In addition to the evidence of His works, Jesus had other proof that He is the Son of God. At important times in His life, He was called the Son of God by the Father Himself and by others:
1. The Annunciation: The angel Gabriel told the virgin Mary that her son would be called "the Son of God". (Luke 1:32,35)
2. The Baptism: God's voice from heaven proclaimed: This is my Son, whom I love." (Matthew 3:17, etc.)
3. The Transfiguration: God's voice once again proclaimed: "This is my Son, whom I love. Listen to Him." (Mark 9:7, etc.)
4. The Crucifixion: The Roman centurion and his men confessed at the time of Jesus' crucifixion: "Surely he was the Son of God!" (Matthew 27:54)
5. The Resurrection: St. Paul writes that Jesus' resurrection from the dead declared Him to be "the Son of God". (Romans 1 :4)
Others in addition to God Himself, His angel, and the Roman soldier proclaimed that Jesus is the Son of God. Madmen and even unclean spirits confessed to Jesus: "You are the Son of God." (Mark 3:11; cf. 5:7; Matthew 8:29; Luke 4:41; 8:28) . Jesus' disciples also confessed that He is "the Christ (Messiah), the Son of the living God" (Matthew 16:16; cf. 14:33). Jesus, as a true Son, preferred to give glory to His Father, but He too would not deny His Sonship (Matthew 26:63f.; Mark 14:62; John 10:36). Of interest in the first two of these passages (and others) is the close association between the terms "Messiah" and "Son of God".
It is also interesting to note how closely Jesus' Sonship is associated with His suffering (Romans 5:10; 8:32; Galatians 2:20; Hebrews 5:8; 6:6) . When Jesus was famished after a long fast, the tempter said to Him: "If you are the Son of God, tell these stones to become bread" (Matthew 4:3, etc.). When Jesus was in agony on the cross, the passersby mocked Him and said: "Come down from the cross, if you are the Son of God!" (Matthew 27:40). These speakers forgot that Jesus is the Son of God. God, who seeks and serves and even suffers to save those whom He loves, the people of the world. He is not the son of some earthly king, who must show his might and save his pride by appearing to be victorious in the eyes of the world, according to the world's standards. It was just because He is the Son of the God of love that He would not use His power for selfish purposes but perfectly fulfilled the will of His Father, who chose to reveal Himself and His love to all men through His suffering Servant/Son.

Object position labeling entries:
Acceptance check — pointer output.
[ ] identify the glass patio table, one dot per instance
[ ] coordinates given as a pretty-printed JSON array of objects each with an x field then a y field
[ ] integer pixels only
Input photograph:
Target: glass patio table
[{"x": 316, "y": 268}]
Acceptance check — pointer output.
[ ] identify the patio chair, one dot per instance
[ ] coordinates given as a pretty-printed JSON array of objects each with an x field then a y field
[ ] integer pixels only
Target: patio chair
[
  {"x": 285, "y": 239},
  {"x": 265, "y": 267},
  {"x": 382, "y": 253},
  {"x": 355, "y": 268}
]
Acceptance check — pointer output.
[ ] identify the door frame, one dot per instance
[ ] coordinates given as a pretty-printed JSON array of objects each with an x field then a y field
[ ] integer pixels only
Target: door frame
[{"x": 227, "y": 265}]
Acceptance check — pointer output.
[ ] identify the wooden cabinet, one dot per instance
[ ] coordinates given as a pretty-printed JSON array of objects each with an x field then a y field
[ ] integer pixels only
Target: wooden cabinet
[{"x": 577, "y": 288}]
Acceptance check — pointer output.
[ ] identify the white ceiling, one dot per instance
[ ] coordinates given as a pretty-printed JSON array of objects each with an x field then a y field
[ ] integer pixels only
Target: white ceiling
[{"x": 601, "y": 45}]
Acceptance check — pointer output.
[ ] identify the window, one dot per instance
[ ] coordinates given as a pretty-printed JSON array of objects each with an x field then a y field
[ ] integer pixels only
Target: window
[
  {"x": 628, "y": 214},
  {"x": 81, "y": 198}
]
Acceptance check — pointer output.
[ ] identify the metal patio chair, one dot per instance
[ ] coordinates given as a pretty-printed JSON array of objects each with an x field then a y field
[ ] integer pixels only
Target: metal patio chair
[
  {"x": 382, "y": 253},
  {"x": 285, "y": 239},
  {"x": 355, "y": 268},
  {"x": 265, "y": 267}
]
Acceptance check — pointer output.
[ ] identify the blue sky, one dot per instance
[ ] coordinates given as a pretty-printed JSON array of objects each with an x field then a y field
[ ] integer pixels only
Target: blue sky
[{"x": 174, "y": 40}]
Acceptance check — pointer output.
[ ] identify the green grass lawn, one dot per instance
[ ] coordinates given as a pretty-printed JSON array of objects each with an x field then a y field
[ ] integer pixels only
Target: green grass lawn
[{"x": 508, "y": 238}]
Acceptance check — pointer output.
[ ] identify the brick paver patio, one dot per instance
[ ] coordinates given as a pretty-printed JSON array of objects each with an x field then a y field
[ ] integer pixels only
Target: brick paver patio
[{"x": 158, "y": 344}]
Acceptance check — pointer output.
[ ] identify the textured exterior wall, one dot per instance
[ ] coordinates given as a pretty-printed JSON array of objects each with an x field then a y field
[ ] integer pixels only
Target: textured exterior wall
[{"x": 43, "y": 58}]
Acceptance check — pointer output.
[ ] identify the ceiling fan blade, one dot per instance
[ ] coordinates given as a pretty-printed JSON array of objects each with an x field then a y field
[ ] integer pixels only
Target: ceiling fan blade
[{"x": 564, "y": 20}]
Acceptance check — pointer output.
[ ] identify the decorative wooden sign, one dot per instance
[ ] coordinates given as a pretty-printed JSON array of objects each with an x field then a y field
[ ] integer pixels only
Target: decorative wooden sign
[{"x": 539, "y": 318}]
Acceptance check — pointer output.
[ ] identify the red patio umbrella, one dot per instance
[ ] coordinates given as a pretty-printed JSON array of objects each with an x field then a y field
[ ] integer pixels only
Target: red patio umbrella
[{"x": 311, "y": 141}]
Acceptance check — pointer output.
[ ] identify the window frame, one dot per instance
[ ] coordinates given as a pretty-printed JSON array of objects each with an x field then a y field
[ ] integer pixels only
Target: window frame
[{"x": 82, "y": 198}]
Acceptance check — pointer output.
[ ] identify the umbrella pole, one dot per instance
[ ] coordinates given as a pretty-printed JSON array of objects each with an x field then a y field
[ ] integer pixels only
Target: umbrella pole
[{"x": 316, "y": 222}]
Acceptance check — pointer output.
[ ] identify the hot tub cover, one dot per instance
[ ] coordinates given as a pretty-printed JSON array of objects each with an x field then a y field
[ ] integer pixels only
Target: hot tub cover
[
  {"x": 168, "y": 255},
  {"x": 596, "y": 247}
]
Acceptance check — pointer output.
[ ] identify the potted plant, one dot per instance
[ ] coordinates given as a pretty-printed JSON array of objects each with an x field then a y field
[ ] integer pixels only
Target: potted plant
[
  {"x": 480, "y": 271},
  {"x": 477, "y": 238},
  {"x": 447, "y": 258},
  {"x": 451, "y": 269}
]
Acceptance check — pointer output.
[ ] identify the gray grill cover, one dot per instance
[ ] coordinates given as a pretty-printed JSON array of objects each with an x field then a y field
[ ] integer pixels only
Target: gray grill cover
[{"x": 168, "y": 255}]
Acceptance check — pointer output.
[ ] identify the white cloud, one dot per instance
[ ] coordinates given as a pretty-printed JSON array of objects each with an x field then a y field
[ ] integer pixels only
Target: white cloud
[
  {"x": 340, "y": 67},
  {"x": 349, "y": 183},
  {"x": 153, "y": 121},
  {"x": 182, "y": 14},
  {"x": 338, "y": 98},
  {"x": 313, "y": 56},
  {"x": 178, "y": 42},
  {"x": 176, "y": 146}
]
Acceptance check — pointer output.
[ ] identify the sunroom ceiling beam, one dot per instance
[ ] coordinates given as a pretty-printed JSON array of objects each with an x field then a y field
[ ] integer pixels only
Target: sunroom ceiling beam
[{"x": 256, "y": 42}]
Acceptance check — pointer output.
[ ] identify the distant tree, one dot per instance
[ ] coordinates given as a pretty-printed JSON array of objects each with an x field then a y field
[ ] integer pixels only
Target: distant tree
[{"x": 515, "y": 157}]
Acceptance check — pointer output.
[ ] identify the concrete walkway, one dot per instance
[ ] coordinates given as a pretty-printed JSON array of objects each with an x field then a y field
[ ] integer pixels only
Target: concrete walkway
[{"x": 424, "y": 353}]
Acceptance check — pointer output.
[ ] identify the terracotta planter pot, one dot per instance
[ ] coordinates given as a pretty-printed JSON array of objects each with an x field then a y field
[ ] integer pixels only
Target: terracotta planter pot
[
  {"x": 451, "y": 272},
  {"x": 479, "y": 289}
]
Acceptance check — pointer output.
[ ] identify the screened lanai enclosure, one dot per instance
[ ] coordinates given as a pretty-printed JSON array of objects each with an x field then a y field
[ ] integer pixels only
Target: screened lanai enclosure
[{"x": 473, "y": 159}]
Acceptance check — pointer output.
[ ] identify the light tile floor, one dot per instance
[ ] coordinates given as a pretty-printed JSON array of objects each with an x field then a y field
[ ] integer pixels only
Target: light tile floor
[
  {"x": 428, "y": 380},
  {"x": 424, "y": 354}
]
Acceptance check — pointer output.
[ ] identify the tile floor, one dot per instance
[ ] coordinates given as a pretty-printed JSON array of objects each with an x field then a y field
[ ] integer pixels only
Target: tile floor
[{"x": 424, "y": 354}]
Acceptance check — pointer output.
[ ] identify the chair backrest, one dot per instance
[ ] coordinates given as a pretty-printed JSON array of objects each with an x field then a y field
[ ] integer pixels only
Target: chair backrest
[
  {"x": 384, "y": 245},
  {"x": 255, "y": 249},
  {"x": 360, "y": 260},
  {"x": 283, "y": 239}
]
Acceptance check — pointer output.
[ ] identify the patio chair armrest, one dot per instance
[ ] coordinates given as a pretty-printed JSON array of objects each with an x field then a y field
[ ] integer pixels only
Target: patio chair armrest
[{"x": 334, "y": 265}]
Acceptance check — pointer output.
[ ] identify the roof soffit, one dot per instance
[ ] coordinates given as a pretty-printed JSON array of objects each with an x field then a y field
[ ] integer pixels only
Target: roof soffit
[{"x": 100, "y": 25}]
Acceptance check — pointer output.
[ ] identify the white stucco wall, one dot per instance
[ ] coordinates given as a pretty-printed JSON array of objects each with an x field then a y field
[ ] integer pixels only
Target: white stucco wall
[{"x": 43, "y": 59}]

==

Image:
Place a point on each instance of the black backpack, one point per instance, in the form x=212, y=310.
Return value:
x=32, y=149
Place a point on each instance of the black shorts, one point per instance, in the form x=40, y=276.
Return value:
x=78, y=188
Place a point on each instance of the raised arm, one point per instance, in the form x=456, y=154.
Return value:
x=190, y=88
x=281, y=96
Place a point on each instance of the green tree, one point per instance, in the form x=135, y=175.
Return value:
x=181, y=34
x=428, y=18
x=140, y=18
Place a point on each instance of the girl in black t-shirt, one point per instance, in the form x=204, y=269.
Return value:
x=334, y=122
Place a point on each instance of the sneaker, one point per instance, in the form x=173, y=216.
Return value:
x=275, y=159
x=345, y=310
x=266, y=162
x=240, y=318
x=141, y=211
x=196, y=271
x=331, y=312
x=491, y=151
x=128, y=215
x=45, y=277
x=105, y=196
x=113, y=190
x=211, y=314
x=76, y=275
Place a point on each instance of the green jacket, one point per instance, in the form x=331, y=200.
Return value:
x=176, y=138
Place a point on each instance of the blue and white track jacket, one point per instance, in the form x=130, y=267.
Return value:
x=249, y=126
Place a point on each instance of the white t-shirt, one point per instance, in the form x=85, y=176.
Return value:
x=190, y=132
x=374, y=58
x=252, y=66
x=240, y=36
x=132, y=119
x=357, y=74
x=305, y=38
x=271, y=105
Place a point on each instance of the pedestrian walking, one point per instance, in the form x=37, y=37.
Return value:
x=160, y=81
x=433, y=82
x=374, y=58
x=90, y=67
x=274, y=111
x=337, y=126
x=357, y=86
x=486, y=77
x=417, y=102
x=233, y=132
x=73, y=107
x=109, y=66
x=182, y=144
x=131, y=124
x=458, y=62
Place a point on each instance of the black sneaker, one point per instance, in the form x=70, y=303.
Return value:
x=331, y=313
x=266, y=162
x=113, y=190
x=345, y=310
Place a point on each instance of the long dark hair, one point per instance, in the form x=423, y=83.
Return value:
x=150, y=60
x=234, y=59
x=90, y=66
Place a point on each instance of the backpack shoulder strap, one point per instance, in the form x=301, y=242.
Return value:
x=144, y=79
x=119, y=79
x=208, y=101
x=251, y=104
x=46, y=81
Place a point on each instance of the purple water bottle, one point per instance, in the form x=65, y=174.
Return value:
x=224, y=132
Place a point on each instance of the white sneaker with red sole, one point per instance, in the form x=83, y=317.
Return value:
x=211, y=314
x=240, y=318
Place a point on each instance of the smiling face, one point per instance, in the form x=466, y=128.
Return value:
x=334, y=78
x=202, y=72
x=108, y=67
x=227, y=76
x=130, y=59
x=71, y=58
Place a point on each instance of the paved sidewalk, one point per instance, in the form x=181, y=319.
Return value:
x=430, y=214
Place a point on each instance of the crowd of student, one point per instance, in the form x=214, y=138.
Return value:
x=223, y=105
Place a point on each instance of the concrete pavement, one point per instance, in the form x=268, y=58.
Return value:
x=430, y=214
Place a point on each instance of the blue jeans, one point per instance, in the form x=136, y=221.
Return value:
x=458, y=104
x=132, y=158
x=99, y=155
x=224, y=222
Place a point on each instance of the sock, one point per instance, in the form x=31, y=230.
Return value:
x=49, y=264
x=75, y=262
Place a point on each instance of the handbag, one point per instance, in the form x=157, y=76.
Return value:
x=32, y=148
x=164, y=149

• _To do_:
a) Please list the five occasions that the passage on Jesus as the Son of God numbers as important times when He was called the Son of God.
b) Pick up the passage on Jesus as the Son of God after its final sentence and carry it on.

• _Written answers_:
a) The Annunciation, the Baptism, the Transfiguration, the Crucifixion, the Resurrection

b)
Even a casual reading of the verses cited above would show that the use of the term "Son of God" with reference to Jesus is different in both quality and extent from the other uses mentioned previously. Others were graciously chosen by God as His adopted sons; the Son is in the Father eternally. Others obeyed the Father, though imperfectly; Jesus the Son obeyed Him perfectly, without sin (Hebrews 4:15) . Sons should be like their father, but only Jesus was perfect like Him in His goodness, giving Himself completely for Him and His people. The Father has entrusted all judgement to the Son alone, "that all may honour the Son just as they honour the Father" (John 5:22,23). Only the Son gives life as the Father gives life (John 5:21). For was the Father has life in Himself, so He has granted the Son to have life in Himself" (John 5:26). The Son is obedient to the Father, with the will of the Father becoming concretized in the way of the Son; but the Father also listens and gives heed to the Son (John 11:41-44). Thus there is a sharing of power, authority, knowledge, glory, and kingship which indicates a relationship of equality and mutuality between the Two who are One. About what people, what angel, what king, what pious man could it be said: "In these last days God has spoken to us by the Son whom He has appointed heir of all things, and through whom He made the universe. The Son is the radiance of God's glory and the exact representation of His being, sustaining all things by His powerful word"? (Hebrews 1:2f.)
Many of the uses of the term "son" in the Holy Bible and in various languages can give clues to the significance of the term "Son of God" with reference to Jesus, but in the end its use, directly applied to Jesus, remains as unique as the relationship it expresses is unique. Jesus said: "I and the Father are one." (John 10:30)
Explaining the Meaning of Jesus as Son of God
How then, can Muslims (and Christians?) be helped to understand Jesus and the true significance of His name "Son of God"?
In the first place, it is significant that the Holy Injil does not portray Jesus indiscriminately proclaiming that He is the Son of God - and, for that matter, that He is the Messiah (Christ). Nor need we, especially when we know the term to be offensive to those with whom we converse. When we use it, we should explain it.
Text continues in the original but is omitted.